Tarefa proposta A.
Responda com base no trecho sobre Itapecuru Mirim:
(i) Em que ano foi realizado o estudo técnico do qual vieram os mapas obtidos?
(ii) Qual cidade é citada como capital do estado do Maranhão?
(iii) Que produção entrou em colapso nas ribeiras do Rio Itapecuru?
Tarefa proposta B.
Localize cada linha da listagem que contém a palavra "looks" e transcreva-a, considerando a distinção entre maiúsculas e minúsculas.

Trecho da página.
● ● ● ● ● ● ●
Fiz contato com o Arquivo Histórico Ultramarino de Lisboa,  o IICT, buscando cópia do parecer emitido pelo referido conselho relativo à carta formulada pelo governador do estado do Maranhão e Grão Pará ao Rei de Portugal e consegui não só o parecer, mas também os mapas oriundos do estudo técnico realizado em 1632, com a indicação precisa da povoação de Itapecuru Mirim como possível sede do governo do estado do Maranhão e Grão Pará.

Considerando os críticos e crônicos problemas econômicos, sociais, ambientais, culturais e políticos institucionais atualmente enfrentados por São Luis, capital do estado do Maranhão, tornando-a uma cidade com alto grau de insustentabilidade, acho que não perdemos nada com a não efetivação da mudança pretendida em 1648.

Itapecuru Mirim não virou capital do estado do Maranhão e Grão Pará, mas tornou-se um importante polo de desenvolvimento econômico e cultural no século IXX e início do século XX, experimentando um acentuado declínio quando o Rio Itapecuru perdeu sua capacidade de via de transporte e a produção de algodão em suas ribeiras também entrou em colapso.
● ● ● ● ● ● ●
Dados apresentados.
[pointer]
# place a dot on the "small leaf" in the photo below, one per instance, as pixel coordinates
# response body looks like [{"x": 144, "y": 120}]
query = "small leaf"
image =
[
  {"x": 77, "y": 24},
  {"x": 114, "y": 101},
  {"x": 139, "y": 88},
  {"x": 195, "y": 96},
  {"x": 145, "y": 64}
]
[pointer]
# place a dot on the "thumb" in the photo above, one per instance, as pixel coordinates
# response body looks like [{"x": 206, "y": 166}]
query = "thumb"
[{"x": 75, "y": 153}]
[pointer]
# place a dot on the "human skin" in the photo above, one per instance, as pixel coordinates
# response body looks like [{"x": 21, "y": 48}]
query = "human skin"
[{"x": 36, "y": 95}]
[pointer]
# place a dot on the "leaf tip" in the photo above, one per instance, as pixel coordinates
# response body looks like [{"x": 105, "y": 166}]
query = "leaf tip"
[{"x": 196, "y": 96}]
● ● ● ● ● ● ●
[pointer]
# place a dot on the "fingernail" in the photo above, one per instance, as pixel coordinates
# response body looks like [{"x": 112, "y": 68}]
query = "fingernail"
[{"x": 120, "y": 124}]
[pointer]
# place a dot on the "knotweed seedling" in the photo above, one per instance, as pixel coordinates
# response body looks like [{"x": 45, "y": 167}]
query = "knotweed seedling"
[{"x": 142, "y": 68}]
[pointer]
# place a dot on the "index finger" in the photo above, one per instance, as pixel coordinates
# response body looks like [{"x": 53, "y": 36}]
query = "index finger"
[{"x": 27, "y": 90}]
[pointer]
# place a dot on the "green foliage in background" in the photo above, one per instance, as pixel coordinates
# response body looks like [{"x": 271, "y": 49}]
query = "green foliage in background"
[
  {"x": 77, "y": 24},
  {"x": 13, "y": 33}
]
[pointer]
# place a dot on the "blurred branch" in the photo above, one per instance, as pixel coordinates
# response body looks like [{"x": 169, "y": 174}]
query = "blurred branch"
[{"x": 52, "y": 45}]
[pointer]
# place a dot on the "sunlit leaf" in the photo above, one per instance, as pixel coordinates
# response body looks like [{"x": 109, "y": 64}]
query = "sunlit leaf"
● ● ● ● ● ● ●
Resultado da tarefa A.
(i) 1632
(ii) São Luis
(iii) A produção de algodão

Resultado da tarefa B.
# response body looks like [{"x": 144, "y": 120}]
# response body looks like [{"x": 206, "y": 166}]
# response body looks like [{"x": 21, "y": 48}]
# response body looks like [{"x": 105, "y": 166}]
# response body looks like [{"x": 112, "y": 68}]
# response body looks like [{"x": 45, "y": 167}]
# response body looks like [{"x": 53, "y": 36}]
# response body looks like [{"x": 271, "y": 49}]
# response body looks like [{"x": 169, "y": 174}]
# response body looks like [{"x": 109, "y": 64}]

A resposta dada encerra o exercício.